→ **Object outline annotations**
== == ==
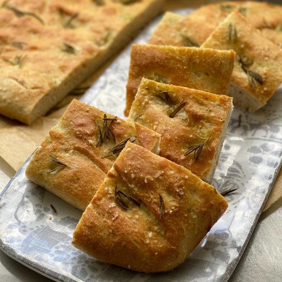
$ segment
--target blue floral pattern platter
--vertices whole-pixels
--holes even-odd
[[[177,12],[187,14],[191,10]],[[161,17],[134,41],[146,44]],[[130,46],[81,99],[123,117]],[[282,89],[251,114],[235,108],[212,184],[229,208],[185,262],[174,270],[138,273],[104,264],[71,245],[82,212],[29,181],[29,160],[0,196],[0,248],[8,255],[56,281],[227,281],[238,263],[281,166]],[[52,208],[51,205],[55,209]]]

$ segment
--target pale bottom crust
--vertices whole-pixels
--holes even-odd
[[[233,97],[234,104],[239,108],[253,113],[264,106],[253,98],[244,88],[231,82],[228,90],[228,96]]]
[[[163,0],[152,3],[133,21],[128,23],[105,51],[97,56],[83,62],[58,87],[51,89],[37,101],[30,113],[22,115],[21,111],[17,111],[13,108],[6,110],[3,109],[2,114],[27,124],[31,124],[38,117],[46,114],[72,89],[94,73],[110,56],[130,42],[138,31],[159,12],[163,4]]]
[[[228,126],[230,117],[231,117],[233,109],[233,105],[232,104],[231,104],[230,107],[229,107],[228,111],[227,112],[226,115],[226,118],[224,123],[220,138],[219,140],[218,140],[217,145],[215,148],[215,154],[212,162],[212,167],[209,171],[202,177],[202,179],[208,183],[211,183],[213,179],[213,175],[214,174],[215,169],[216,169],[216,167],[218,164],[221,148],[223,147],[224,140],[225,139],[225,133],[226,132],[226,130],[227,130],[227,127]]]

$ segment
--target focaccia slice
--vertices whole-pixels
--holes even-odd
[[[210,183],[232,111],[232,100],[143,78],[128,120],[162,135],[160,156]]]
[[[229,94],[243,109],[254,112],[265,106],[282,83],[282,50],[237,11],[218,26],[202,48],[235,51]]]
[[[254,1],[229,1],[204,6],[186,16],[164,15],[149,40],[150,44],[198,47],[232,12],[237,10],[264,36],[282,46],[282,7]]]
[[[167,12],[152,34],[150,44],[199,47],[216,27],[209,21],[203,24],[199,19],[191,19]]]
[[[29,124],[121,49],[163,0],[3,1],[0,114]]]
[[[105,114],[114,120],[102,119]],[[104,128],[101,144],[98,139]],[[146,127],[73,100],[34,153],[26,174],[83,211],[127,139],[157,153],[159,138],[159,134]]]
[[[127,85],[128,115],[142,77],[218,94],[227,93],[235,53],[212,49],[133,44]]]
[[[210,35],[216,27],[231,12],[237,10],[248,22],[256,28],[279,29],[282,23],[282,6],[267,2],[256,1],[226,1],[203,6],[187,17],[191,23],[198,24],[199,33],[206,36]],[[187,27],[189,28],[189,26]],[[265,32],[265,36],[275,43],[279,39],[273,32]],[[280,42],[280,43],[281,43]]]
[[[105,263],[166,271],[184,261],[227,206],[189,170],[128,143],[83,213],[72,243]]]

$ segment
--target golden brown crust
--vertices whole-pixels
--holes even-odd
[[[185,17],[168,12],[157,26],[149,43],[173,46],[200,46],[236,9],[250,24],[262,29],[265,37],[282,45],[282,7],[253,1],[214,3],[204,6]]]
[[[196,48],[134,44],[127,86],[128,115],[143,77],[219,94],[227,93],[235,53]]]
[[[140,207],[123,197],[128,207],[123,209],[116,183]],[[105,263],[166,271],[184,261],[227,206],[188,170],[128,143],[84,213],[72,243]]]
[[[217,27],[202,47],[235,51],[231,81],[246,93],[234,96],[234,103],[250,111],[266,105],[282,83],[282,50],[237,11]],[[245,96],[248,95],[253,102],[247,102]]]
[[[170,105],[162,91],[169,91]],[[185,106],[173,117],[169,115],[178,105]],[[232,98],[175,86],[143,78],[132,104],[128,120],[155,130],[162,135],[159,155],[189,169],[211,182],[216,167],[222,140],[232,110]],[[203,143],[199,157],[194,152],[185,156],[188,148]]]
[[[99,132],[96,121],[103,128],[104,112],[74,100],[58,124],[35,152],[27,170],[27,177],[55,194],[71,205],[84,210],[111,167],[118,154],[103,157],[113,146],[112,135],[96,147]],[[114,116],[107,114],[108,118]],[[127,137],[149,150],[159,143],[159,134],[144,127],[137,130],[133,124],[120,118],[111,130],[116,144]],[[110,121],[108,122],[109,126]],[[50,155],[66,165],[55,164]]]
[[[189,15],[184,17],[167,12],[149,43],[156,45],[198,47],[215,27],[208,21],[203,24],[200,18],[190,18]]]
[[[0,9],[1,114],[30,124],[46,113],[127,43],[158,12],[163,1],[103,2],[4,3]]]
== == ==
→ **The problem**
Output an exact copy of the material, with the pictures removed.

→ **Exercise output**
$ segment
--target blue floral pattern platter
--vertices whole-pixels
--holes even-odd
[[[177,12],[187,14],[191,10]],[[161,17],[134,41],[146,44]],[[130,46],[81,99],[123,117]],[[282,89],[251,114],[235,108],[212,184],[229,208],[185,262],[174,270],[138,273],[104,264],[71,245],[82,212],[29,181],[29,160],[0,196],[0,248],[8,255],[56,281],[227,281],[238,263],[281,166]],[[52,208],[51,205],[55,209]]]

$ segment
--target pale bottom crust
--vertices whole-pixels
--holes even-odd
[[[233,97],[234,104],[239,108],[253,113],[264,106],[253,98],[244,88],[231,82],[228,90],[228,96]]]
[[[163,0],[152,3],[133,21],[128,23],[105,51],[97,56],[83,62],[58,87],[51,89],[37,101],[30,113],[22,115],[21,111],[17,111],[13,108],[6,110],[3,109],[2,114],[27,124],[31,124],[38,117],[46,114],[72,89],[94,73],[110,56],[130,42],[138,31],[159,12],[163,4]]]
[[[228,126],[230,117],[231,117],[233,109],[233,105],[232,104],[231,104],[230,107],[229,107],[228,111],[227,112],[226,115],[226,118],[224,123],[220,138],[219,140],[218,140],[217,145],[215,148],[215,154],[212,162],[212,167],[209,171],[202,177],[202,179],[208,183],[211,183],[213,179],[213,175],[214,174],[215,169],[216,169],[216,167],[218,164],[221,148],[223,147],[224,140],[225,139],[225,133],[226,132],[226,130],[227,130],[227,127]]]

$ segment
--target focaccia slice
--vertices whole-pixels
--holes even-odd
[[[210,183],[232,111],[232,100],[143,78],[128,120],[162,135],[160,156]]]
[[[229,94],[243,109],[254,112],[265,106],[282,83],[282,50],[237,11],[218,26],[202,48],[235,51]]]
[[[254,1],[229,1],[204,6],[186,16],[164,15],[149,40],[150,44],[198,47],[232,12],[237,10],[264,36],[282,46],[282,7]]]
[[[167,12],[152,34],[150,44],[199,47],[216,27],[209,21],[203,24],[199,19],[191,19]]]
[[[29,124],[121,49],[163,0],[3,1],[0,114]]]
[[[105,114],[114,120],[102,119]],[[104,128],[101,144],[98,139]],[[146,127],[73,100],[34,153],[26,174],[83,211],[127,139],[157,153],[159,138],[159,134]]]
[[[127,85],[128,115],[142,77],[218,94],[227,93],[235,53],[212,49],[133,44]]]
[[[210,35],[216,27],[231,12],[237,10],[248,22],[256,28],[279,29],[282,23],[282,6],[267,2],[256,1],[226,1],[203,6],[187,17],[191,23],[198,24],[199,33],[206,36]],[[187,27],[189,28],[189,26]],[[265,32],[265,36],[275,43],[279,39],[273,32]],[[280,42],[280,43],[281,43]]]
[[[105,263],[166,271],[184,261],[227,206],[189,170],[128,143],[83,213],[72,243]]]

$ segment
--target golden brown crust
--vertices whole-pixels
--holes even-odd
[[[185,17],[168,12],[157,26],[149,43],[173,46],[200,46],[236,9],[250,24],[262,29],[265,37],[282,45],[282,7],[253,1],[214,3],[204,6]]]
[[[196,48],[134,44],[127,86],[128,115],[143,77],[219,94],[227,93],[235,53]]]
[[[140,207],[123,197],[128,207],[123,209],[116,183]],[[105,263],[166,271],[184,261],[227,206],[188,170],[128,143],[84,213],[72,243]]]
[[[217,27],[202,47],[235,51],[231,81],[246,93],[234,96],[234,103],[250,111],[266,105],[282,83],[282,50],[237,11]],[[245,96],[248,95],[253,102],[247,102]]]
[[[170,105],[162,91],[169,91]],[[185,106],[173,117],[169,115],[178,105]],[[232,98],[175,86],[143,78],[132,104],[128,120],[155,130],[162,135],[159,155],[189,169],[211,182],[216,167],[222,140],[232,110]],[[203,143],[199,157],[194,152],[185,156],[188,148]]]
[[[99,132],[96,121],[103,128],[104,112],[74,100],[58,124],[35,152],[27,170],[27,177],[55,194],[71,205],[84,210],[111,167],[118,154],[103,157],[113,146],[112,135],[96,147]],[[114,116],[107,114],[108,118]],[[127,137],[149,150],[159,143],[159,134],[144,127],[137,130],[133,124],[120,118],[111,130],[116,144]],[[110,121],[108,122],[109,126]],[[50,155],[66,165],[55,164]]]
[[[189,15],[184,17],[167,12],[149,43],[156,45],[198,47],[215,27],[208,21],[203,24],[200,18],[190,18]]]
[[[0,9],[1,114],[30,124],[46,113],[127,43],[158,12],[163,1],[103,2],[4,3]]]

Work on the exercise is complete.